### WHAT IS EXPECTED
Give back the data below word for word. Any image in it should be left out.

### PROVIDED DATA
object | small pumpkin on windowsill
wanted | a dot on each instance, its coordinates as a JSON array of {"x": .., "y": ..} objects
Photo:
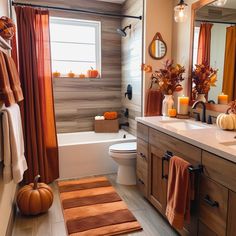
[
  {"x": 227, "y": 121},
  {"x": 82, "y": 76},
  {"x": 35, "y": 198},
  {"x": 71, "y": 74},
  {"x": 92, "y": 73}
]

### SOLUTION FOR THIS PROBLEM
object | small pumpkin on windowsill
wanted | a dot on each instance, its coordinates as a JSON array of {"x": .., "y": ..} objects
Photo:
[
  {"x": 227, "y": 121},
  {"x": 82, "y": 76},
  {"x": 35, "y": 198},
  {"x": 71, "y": 74},
  {"x": 92, "y": 73}
]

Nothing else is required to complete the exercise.